• TASK DESCRIPTION: Here are some entries; quote each one exactly.

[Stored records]
◇ ◇ ◇ ◇ ◇
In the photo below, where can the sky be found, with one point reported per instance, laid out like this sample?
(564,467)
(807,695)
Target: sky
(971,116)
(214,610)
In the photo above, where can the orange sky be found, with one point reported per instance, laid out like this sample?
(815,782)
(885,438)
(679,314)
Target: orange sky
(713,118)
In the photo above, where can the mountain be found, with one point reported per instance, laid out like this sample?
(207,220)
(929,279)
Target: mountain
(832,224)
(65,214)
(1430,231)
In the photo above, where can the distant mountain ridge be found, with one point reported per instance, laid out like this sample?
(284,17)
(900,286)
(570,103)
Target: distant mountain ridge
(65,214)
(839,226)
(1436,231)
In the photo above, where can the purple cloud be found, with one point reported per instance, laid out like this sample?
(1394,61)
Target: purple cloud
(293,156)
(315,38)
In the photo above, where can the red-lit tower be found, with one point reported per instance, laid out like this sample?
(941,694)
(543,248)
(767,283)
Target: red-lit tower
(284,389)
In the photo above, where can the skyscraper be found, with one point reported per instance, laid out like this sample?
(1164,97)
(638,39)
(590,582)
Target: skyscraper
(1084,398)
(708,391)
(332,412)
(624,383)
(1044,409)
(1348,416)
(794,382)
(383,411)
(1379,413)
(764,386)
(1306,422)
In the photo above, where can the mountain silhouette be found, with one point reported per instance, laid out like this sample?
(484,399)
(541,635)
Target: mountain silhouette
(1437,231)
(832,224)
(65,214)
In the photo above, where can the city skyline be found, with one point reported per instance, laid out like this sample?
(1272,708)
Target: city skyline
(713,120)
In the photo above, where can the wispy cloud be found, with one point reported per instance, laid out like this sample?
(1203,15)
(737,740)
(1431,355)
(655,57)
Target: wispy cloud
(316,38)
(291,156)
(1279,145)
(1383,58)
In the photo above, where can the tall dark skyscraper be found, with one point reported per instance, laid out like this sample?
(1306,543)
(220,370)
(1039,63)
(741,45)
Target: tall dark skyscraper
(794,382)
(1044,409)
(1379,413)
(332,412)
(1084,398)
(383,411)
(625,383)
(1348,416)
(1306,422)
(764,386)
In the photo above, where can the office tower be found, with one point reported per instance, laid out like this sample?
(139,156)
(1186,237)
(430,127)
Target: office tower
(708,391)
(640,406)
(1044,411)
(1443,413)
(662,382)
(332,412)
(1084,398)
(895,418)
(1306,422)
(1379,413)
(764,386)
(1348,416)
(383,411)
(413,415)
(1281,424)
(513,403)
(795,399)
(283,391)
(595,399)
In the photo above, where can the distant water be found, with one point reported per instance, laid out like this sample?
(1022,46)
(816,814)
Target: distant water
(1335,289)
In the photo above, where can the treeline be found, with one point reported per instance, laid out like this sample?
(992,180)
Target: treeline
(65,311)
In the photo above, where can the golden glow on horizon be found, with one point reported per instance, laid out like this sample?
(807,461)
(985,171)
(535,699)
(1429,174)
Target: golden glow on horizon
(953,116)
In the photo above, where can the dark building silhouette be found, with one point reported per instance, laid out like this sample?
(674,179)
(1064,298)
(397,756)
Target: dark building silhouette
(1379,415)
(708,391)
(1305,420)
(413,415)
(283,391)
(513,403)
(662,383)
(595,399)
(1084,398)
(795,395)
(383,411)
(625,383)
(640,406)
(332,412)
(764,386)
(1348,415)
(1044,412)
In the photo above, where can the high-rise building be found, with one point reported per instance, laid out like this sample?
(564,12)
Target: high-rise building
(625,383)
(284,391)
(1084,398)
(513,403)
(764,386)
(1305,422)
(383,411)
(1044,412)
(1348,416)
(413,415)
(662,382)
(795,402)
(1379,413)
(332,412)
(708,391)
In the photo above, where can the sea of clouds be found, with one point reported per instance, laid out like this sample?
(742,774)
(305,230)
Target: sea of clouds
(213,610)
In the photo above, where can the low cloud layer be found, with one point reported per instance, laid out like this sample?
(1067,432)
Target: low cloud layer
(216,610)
◇ ◇ ◇ ◇ ◇
• SOLUTION TO THE EXERCISE:
In the photo below, where can the sky be found, with one point reported per instance, laid out like this sample?
(564,467)
(807,695)
Target: sky
(971,116)
(214,610)
In the photo above, where can the orange sky be found, with one point reported per instance, laid out like this sample?
(815,782)
(885,438)
(679,314)
Target: orange sky
(713,118)
In the photo above, where can the mountain be found, with one point reported per instance, laid out like this sample?
(207,220)
(929,279)
Target: mountain
(832,224)
(65,214)
(1430,231)
In the photo above, where can the distant mountain ridge be found, with one point reported per instance, laid out like this sample?
(284,17)
(900,286)
(570,103)
Target: distant mountain ridge
(65,214)
(839,226)
(1436,231)
In the photo above, where can the purple cloud be found, with one point reported per instance, laid out like this sample?
(1394,61)
Target: purple cloud
(293,156)
(315,38)
In the photo above, where can the red-lit tower be found, with one point reported per instance, laid out like this sample?
(941,694)
(543,248)
(767,283)
Target: red-lit tower
(284,389)
In the photo above, where can the skyscraper be found, with one point reported per instance, laid out like this sample?
(1164,97)
(638,39)
(590,582)
Target: skyscraper
(1084,398)
(708,391)
(332,412)
(624,383)
(1044,409)
(1348,416)
(794,382)
(383,411)
(1379,413)
(764,386)
(1306,422)
In the photo above, where can the mountain silhouette be found, with one point reported per instance, laid out like this sample?
(484,399)
(541,635)
Target: mountain silhouette
(1437,231)
(832,224)
(65,214)
In the photo above, where can the city skyline be found, with one point reported per instance, laid out like this sample?
(1272,708)
Target: city skyline
(713,120)
In the photo above, where can the wispy cloud be found, with one point reported per instance, laid out like this sample?
(1203,15)
(737,740)
(1431,355)
(655,57)
Target: wispy cloud
(316,38)
(291,156)
(1279,145)
(1383,58)
In the photo above, where can the tall dark skyscraper be found, with one point reported per instance, laid out like this sample?
(1306,543)
(220,370)
(1039,63)
(741,45)
Target: tall dark skyscraper
(794,382)
(1044,409)
(1379,413)
(332,412)
(1084,398)
(383,411)
(625,383)
(1348,416)
(1306,422)
(764,386)
In the photo above, where can the office tower be found, with one point reported per instance, laid out like this sample?
(139,156)
(1186,237)
(430,127)
Target: office tower
(708,391)
(640,406)
(1044,411)
(1443,413)
(662,382)
(332,412)
(1084,398)
(895,418)
(1306,422)
(1379,413)
(764,386)
(1348,416)
(383,411)
(413,415)
(1281,424)
(513,403)
(795,399)
(283,391)
(595,399)
In the photo above, where can the distant water be found, with one point reported per instance, laid out like this sample?
(1022,46)
(816,814)
Target: distant water
(1335,289)
In the photo above, where can the treeline be found, with one point reported per instance, laid out like this sample?
(992,180)
Target: treeline
(65,311)
In the photo above, where can the golden glow on horizon be found, with one point reported per instance, laid out like this sample?
(807,461)
(985,171)
(535,699)
(1429,174)
Target: golden glow on horizon
(953,116)
In the photo above, where can the dark building silhouette be found, with one point reported per instance, laid out like this sample?
(674,179)
(1064,298)
(397,756)
Target: dark building silhouette
(1379,415)
(708,391)
(1305,420)
(413,415)
(283,391)
(513,403)
(662,383)
(595,399)
(1084,398)
(795,395)
(383,411)
(625,383)
(640,406)
(332,412)
(764,386)
(1348,415)
(1044,412)
In the photo above, where can the high-rise building be found, with one point reported per instance, laid out like this sample?
(564,12)
Target: high-rise building
(625,383)
(284,391)
(1084,398)
(513,403)
(764,386)
(1305,422)
(383,411)
(1044,412)
(1348,416)
(413,415)
(662,382)
(795,402)
(1379,413)
(332,412)
(708,391)
In the photo above, where can the sea of clouds be found, with one point reported per instance, laid out like this sample?
(742,774)
(305,230)
Target: sea of clouds
(213,610)
In the photo above, where can the low cloud layer be found, with one point reported per instance, laid out like this sample?
(1067,432)
Target: low cloud layer
(216,610)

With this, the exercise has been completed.